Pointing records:
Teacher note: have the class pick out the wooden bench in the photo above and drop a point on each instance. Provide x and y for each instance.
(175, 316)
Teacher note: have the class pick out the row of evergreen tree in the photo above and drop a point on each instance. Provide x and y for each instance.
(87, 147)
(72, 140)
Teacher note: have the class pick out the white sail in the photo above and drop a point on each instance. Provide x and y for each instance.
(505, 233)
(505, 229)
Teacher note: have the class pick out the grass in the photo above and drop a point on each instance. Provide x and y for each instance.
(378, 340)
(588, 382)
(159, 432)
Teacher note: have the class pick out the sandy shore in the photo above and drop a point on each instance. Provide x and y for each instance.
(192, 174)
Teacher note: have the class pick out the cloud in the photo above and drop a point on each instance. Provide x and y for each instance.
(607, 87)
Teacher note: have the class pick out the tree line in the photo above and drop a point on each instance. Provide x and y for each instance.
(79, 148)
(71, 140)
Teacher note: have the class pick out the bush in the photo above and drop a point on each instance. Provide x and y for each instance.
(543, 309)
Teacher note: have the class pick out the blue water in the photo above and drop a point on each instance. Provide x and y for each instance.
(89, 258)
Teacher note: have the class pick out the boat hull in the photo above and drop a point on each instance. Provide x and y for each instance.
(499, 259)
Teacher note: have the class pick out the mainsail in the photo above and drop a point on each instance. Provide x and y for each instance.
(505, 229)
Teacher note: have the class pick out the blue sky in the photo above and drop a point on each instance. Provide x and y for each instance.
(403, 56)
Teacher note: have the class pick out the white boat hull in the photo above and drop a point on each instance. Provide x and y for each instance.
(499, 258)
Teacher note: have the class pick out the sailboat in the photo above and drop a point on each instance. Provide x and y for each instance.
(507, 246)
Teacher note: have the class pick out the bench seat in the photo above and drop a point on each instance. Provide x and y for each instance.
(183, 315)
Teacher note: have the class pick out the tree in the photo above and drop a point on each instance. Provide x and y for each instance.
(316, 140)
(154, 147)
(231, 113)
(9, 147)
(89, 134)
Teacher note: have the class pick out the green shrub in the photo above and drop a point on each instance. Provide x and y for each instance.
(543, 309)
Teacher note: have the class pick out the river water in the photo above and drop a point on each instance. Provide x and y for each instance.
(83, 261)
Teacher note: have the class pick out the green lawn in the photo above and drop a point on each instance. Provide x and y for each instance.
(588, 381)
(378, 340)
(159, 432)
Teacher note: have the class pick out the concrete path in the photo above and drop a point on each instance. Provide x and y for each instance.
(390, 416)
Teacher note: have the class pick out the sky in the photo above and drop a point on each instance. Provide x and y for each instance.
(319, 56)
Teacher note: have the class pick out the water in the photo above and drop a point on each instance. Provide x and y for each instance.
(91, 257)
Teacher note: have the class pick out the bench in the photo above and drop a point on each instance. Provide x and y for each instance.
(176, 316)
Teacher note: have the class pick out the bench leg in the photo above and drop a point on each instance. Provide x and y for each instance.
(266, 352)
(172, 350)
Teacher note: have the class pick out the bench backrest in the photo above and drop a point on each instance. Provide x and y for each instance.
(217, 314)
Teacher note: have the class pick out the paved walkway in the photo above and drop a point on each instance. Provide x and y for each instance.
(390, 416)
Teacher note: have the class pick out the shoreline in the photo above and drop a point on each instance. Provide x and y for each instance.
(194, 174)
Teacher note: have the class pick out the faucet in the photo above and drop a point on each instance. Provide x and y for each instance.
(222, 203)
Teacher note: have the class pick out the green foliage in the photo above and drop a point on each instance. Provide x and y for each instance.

● **Given exercise**: Reproduce the records starting at the line that contains "Teacher note: have the class pick out the bench leg" and ending at the end of the records, requests included. Shift every coordinate in the answers up by 63.

● **Result of the exercise**:
Teacher note: have the class pick out the bench leg in the photo above and drop a point on each instance. Provide x and y for each instance.
(329, 415)
(235, 413)
Teacher note: have the class pick out the bench backrest in the photo above and drop a point on each instance. Provide x and y for each instance.
(280, 377)
Teacher note: have the class pick out the paved walkway in the photo above and drop a point on each instance. Provide x and y for each instance.
(453, 479)
Teacher note: have the class pick out the shoreline in the photo above and drop a point on each instance. Provide x and y for each instance.
(257, 237)
Teacher note: have the class pick out the faucet in the photo above and drop a point on each instance. Provide x and y for each instance.
(285, 266)
Teacher note: have the class pick out the green foliage in the photo above and drop a point on each instance. Provide x and y for each instance.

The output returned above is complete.